### Supplied text:
───

However, leisure as state of mind is the best way to interpret what we do for leisure because it is personal to the individual so to us it is not wasting 1-2 years of our life at all because that is what we want to do with our time. 
But since there are cultures that don't care as much about that and want you to spend almost all your time either on studies or other skills that are good for a job, it is very difficult to pursue your true interests sometimes rather than live the life that your parents are trying to mold you into. 
I guess because India as a culture seems to belittle activities such as cubing many potential cubers would see the cube and think they don't have enough time to get involved with that because their free time might be more limited than other countries.


----------



## Photon (Apr 28, 2012)

There's a damn lot said here, I'll sum up, or add my perspective. Indian, Chennai here btw.

1. Cost of cubes. $10 for a cube. Fine, but in Indian money, that's almost 500 bucks, more than that definitely. No parent, at least not middle-class ones like mine, are willing to indulge in that. 

2. Socio-economic factors. The most common question my parents ask is, "Where will this get you?" It's always "Go study". Sure, I waste quite a lot of time and everything, but this is perennial. 

I'd also grump about my city not having any competitions this year. Chennai is one of the biggest cities, and if you talk of the 1 billion people and everything, then this place could do with one comp. right? Cube meet-ups do happen though, we had one here last month. 

At the end of it, I think a lot is about mindset, and financial issues. Chinese websites are NOT trusted here, and that is another big stumbling block. Awareness is rising though. There ARE a handful of people doing sub-10s. We'll get there soon


----------



## theace (Apr 28, 2012)

───

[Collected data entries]
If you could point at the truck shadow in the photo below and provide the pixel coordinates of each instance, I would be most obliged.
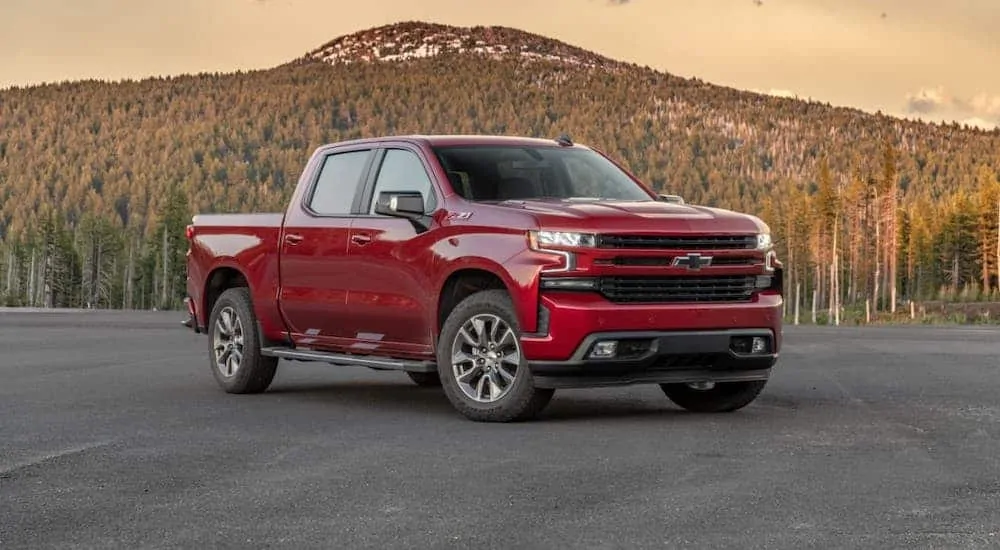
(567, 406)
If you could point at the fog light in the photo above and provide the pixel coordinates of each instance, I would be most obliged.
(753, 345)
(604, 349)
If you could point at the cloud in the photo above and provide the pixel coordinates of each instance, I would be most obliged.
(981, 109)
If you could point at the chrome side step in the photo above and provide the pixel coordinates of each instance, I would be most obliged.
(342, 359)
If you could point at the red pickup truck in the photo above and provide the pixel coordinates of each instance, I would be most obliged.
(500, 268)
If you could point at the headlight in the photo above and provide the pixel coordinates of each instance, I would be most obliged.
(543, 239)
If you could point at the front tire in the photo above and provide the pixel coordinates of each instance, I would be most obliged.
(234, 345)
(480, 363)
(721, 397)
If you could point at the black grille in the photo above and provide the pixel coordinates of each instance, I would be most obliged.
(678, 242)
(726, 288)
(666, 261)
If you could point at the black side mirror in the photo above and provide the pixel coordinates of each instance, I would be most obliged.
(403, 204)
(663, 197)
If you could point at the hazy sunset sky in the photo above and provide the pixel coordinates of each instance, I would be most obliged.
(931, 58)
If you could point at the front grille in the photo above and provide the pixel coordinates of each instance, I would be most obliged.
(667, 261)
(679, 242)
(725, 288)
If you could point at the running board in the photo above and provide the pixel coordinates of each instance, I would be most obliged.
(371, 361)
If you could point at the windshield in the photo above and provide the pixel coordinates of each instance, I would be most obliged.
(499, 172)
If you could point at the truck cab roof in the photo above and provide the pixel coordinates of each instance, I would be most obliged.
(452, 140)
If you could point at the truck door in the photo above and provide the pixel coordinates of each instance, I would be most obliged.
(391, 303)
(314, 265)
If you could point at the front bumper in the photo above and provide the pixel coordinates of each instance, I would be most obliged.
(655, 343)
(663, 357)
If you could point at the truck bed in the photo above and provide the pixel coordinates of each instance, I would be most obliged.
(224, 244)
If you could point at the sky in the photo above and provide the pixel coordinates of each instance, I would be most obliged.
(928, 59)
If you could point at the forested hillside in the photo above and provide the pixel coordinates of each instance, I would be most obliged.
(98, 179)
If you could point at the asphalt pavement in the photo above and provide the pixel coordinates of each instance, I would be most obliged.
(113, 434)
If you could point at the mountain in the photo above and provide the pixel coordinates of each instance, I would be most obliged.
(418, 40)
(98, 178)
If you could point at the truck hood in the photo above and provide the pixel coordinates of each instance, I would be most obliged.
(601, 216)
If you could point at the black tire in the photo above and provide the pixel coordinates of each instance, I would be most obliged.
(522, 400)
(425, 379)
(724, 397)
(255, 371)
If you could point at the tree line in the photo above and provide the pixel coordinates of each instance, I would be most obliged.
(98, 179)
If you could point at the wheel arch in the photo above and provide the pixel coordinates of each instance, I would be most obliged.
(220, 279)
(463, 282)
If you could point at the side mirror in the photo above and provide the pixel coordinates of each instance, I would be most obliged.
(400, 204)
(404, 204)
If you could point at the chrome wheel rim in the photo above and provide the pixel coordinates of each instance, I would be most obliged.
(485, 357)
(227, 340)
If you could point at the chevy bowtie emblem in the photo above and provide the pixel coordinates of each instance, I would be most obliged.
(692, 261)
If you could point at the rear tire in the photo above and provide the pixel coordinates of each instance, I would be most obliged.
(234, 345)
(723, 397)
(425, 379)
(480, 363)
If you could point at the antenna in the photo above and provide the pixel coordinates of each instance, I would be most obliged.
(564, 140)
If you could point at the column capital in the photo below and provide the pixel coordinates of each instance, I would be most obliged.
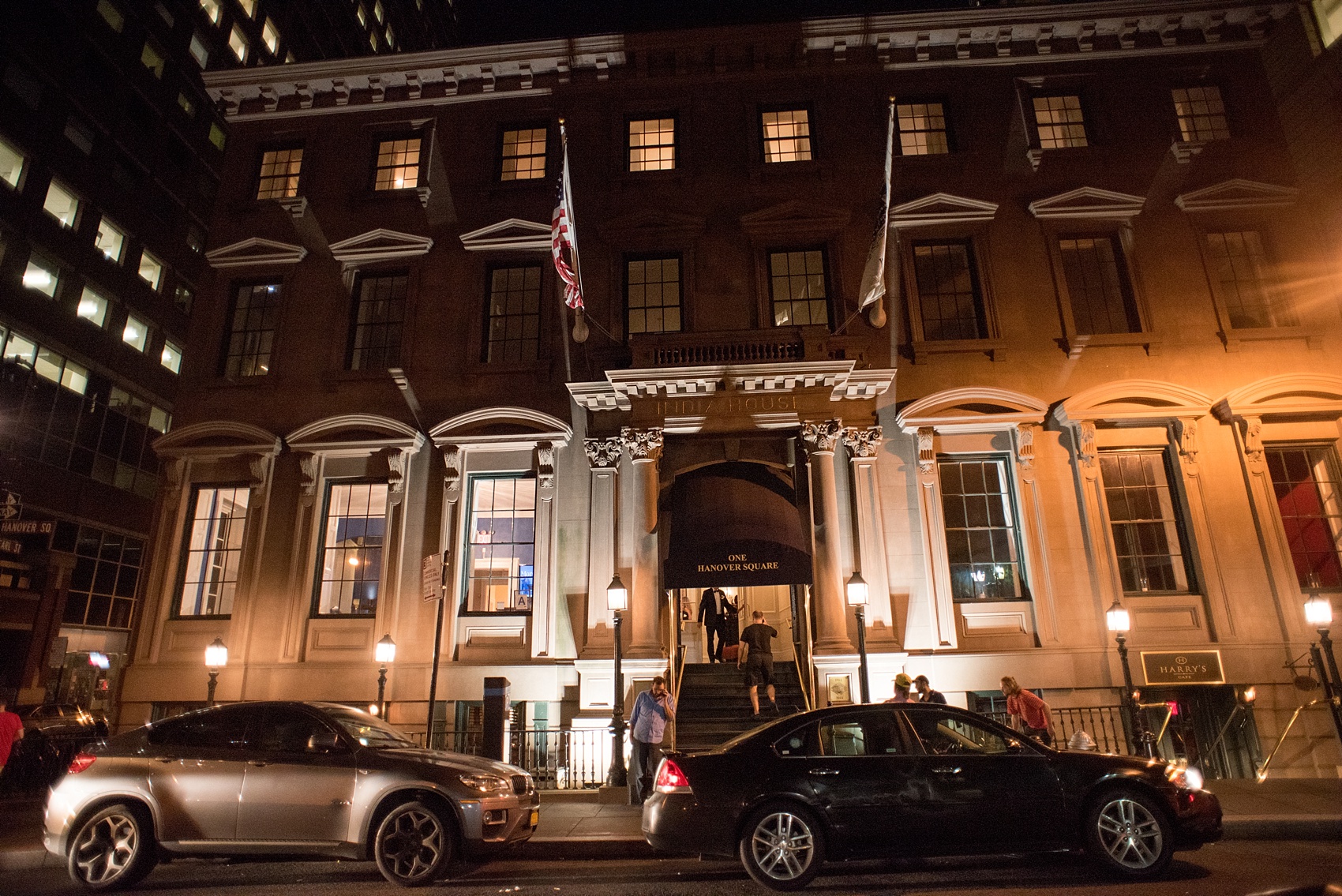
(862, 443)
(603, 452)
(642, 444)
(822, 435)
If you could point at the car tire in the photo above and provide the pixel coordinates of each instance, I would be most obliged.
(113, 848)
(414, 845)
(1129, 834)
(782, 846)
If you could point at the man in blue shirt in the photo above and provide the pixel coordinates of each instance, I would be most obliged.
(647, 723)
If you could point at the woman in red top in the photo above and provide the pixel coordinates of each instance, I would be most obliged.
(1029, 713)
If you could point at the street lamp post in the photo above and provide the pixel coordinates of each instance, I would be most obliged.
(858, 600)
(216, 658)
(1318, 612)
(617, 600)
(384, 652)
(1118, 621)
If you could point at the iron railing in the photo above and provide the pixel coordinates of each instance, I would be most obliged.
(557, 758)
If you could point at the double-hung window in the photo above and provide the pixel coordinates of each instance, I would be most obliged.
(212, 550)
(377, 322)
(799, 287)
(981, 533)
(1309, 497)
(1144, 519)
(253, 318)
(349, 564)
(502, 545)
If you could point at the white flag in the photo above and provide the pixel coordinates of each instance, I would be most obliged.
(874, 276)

───

### Work to do:
1. Find every line in the rows that contains the string "mirror" and copy each one.
2. Continue the forum thread about cubing in India from the point where it stops.
The forum text and the rows were drawn from separate sources.

### Answers per task:
1.
If you could point at the black side mirror in the photo above and provide the pixel coordinates of each instance, I would be most obliged.
If you could point at the side mirror in the photo above and provide the pixel coordinates of each instance, I would be most obliged.

2.
qqwref said:


> You can get a good cube from China for less than $10, plus shipping. And you only really need one or two a year, plus under $5 of lube. Unless you want to collect cubes or buy expensive stuff like stackmats and custom puzzles, it's actually not very expensive.
> 
> 
> Maybe this is a difference in culture, but in the USA we expect that people will have interests other than school. When you apply to get into a good university or a good job, they do want good grades (up to a point, they understand that getting 100% does not mean you are smarter than someone who gets 98%), but they also want people to be well-rounded. That is, a good applicant will have hobbies outside of school, such as being interested in art or sports or something else. I've even heard of cubing skills helping people get into good schools. So we don't think it's useful to spend all of your time studying, because it will just lead to people who are only good at memorizing things and reciting them back. And in my experience a smart person won't need to spend all of their time on school to get good grades anyway. I do pretty well at a good college and I've got plenty of time for cubing and other hobbies.
> ...


There is a HUGE cultural difference here, yes. The entire education system is based on memorizing and regurgitating. At a college interview, a sub 6 solve won't do anything. But a 98% score on your marksheet (which is the result of about a few weeks of memorization) will certainly get you in. Here, you are judged not by the diversity of skill sets you have, but by the percent marks you score in exams. As a child, life is not only boring, but also extremely stressful. I'm pretty sure that most kids here are dying to get out of the house so that they can do things THEIR way.



CuberPanda said:


> I agree. But if you see, Australia is not same as india. You guys have Feliks, Somewhat like an Idol for cubing. he comes on tv on all quiz competitions and i beleive you have a cubing organisation. In india, You have to study, You're Ph.D earns you respect here, not holding a world record, And yes, We do have less competitions and that is solely because of the NERDY tags my fellow countrymen have given the game, I do agree with Akash, there is no physical movement here, So people are like, your moving youre fingers only, you can do that while writing too, NOW STUDY!! Maybe I am exgarrating for some people and for some people i am not like I, however am one of the lucky ones whose parents support their cubing, But at the end of the day, I always have to think where i will find time for cubing the next day.


If Feliks was Indian, the story would have probably been different here. If cubing was as glamorized here as is in Australia (the frequency with which he has appeared on TV, the reception he has got), parents would have been more keen to support their kids in cubing. Again, this is more about "my child is better than yours". That is the general mentality here. There are very fortunate outliers, though - My mom and Amey's mom are good examples.


rishidoshi said:


> only 1 wca delegate here.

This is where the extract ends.